Rodolfo Kusch nació en Buenos Aires el 22 de junio de 1922 y falleció en la misma ciudad el 30 de septiembre de 1979. Infatigable investigador de la realidad americana, negado y silenciado más por aquellos de estructura mental eurocéntrica académica que por fundamentos ideológicos válidos, vuelca en este trabajo su pasión entrañable por la “América parda” y hace de su permanente indagación la carta más segura de nuestras aventuras titánicas. Por eso leer esta América profunda es tomar contacto, una vez más, con el gran interrogante de nuestro destino.
En las páginas que abren a la dimensión no pensada de lo americano, Kusch reconstruye la máxima tensión de ese contraste como la oposición entre el hedor y la pulcritud, dos formas arquetípicas que evocan el drama existencial de las clases medias urbanas y de sus intelectuales frente a la presión de lo popular.
En nuestro continente –dice Kusch– “por un lado están los estratos profundos de América, con su raíz mesiánica y su ira divina a flor de piel, y por el otro los progresistas occidentalizados de una antigua experiencia del ser humano. Uno está comprometido con el hedor y lleva encima el miedo al exterminio, y el otro en cambio es triunfante y pulcro y apunta a un triunfo ilimitado, aunque imposible”.

Por hacer:
**a.** Responde, por favor, estas preguntas sobre el pasaje acerca de Kusch:
(i) ¿En qué ciudad y en qué fecha nació Rodolfo Kusch?
(ii) ¿Qué dos formas arquetípicas opone Kusch?
(iii) ¿A qué apunta el que es "triunfante y pulcro"?
**b.** Traduce al inglés esta oración del pasaje sobre Kusch: "Por eso leer esta América profunda es tomar contacto, una vez más, con el gran interrogante de nuestro destino."

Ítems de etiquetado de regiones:
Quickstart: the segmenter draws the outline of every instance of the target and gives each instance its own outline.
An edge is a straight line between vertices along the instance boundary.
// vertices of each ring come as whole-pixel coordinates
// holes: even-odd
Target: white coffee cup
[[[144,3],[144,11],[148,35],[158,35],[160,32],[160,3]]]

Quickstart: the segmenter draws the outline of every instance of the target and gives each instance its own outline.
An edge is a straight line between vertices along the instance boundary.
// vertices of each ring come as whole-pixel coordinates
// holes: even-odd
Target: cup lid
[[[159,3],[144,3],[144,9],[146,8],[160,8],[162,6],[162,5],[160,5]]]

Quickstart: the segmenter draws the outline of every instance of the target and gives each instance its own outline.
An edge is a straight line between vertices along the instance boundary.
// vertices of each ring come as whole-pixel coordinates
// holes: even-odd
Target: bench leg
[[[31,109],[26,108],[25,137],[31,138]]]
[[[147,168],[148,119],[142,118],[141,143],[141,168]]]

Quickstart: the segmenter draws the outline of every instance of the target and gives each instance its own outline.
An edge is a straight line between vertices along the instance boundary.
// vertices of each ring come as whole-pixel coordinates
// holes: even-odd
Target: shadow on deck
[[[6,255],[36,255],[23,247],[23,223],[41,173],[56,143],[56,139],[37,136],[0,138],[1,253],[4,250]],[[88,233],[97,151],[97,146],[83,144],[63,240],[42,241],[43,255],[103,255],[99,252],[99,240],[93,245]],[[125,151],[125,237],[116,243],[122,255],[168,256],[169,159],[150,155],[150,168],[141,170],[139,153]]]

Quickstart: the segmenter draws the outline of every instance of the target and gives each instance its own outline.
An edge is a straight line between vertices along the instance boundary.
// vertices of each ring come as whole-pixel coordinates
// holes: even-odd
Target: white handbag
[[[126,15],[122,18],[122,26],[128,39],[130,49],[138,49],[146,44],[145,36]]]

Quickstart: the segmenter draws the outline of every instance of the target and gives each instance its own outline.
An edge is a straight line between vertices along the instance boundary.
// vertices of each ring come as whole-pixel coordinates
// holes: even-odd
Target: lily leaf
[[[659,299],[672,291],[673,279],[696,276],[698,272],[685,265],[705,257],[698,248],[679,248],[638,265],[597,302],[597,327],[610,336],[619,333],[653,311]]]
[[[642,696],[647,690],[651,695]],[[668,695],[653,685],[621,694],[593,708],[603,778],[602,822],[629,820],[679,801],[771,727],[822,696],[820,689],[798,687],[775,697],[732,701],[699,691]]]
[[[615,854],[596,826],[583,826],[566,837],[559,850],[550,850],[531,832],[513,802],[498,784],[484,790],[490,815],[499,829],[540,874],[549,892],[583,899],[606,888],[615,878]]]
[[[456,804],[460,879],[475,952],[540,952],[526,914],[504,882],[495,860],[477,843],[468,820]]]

Respuestas:
**a.**
(i) En Buenos Aires, el 22 de junio de 1922.
(ii) El hedor y la pulcritud.
(iii) A un triunfo ilimitado, aunque imposible.

**b.** That is why reading this América profunda means coming into contact, once again, with the great question of our destiny.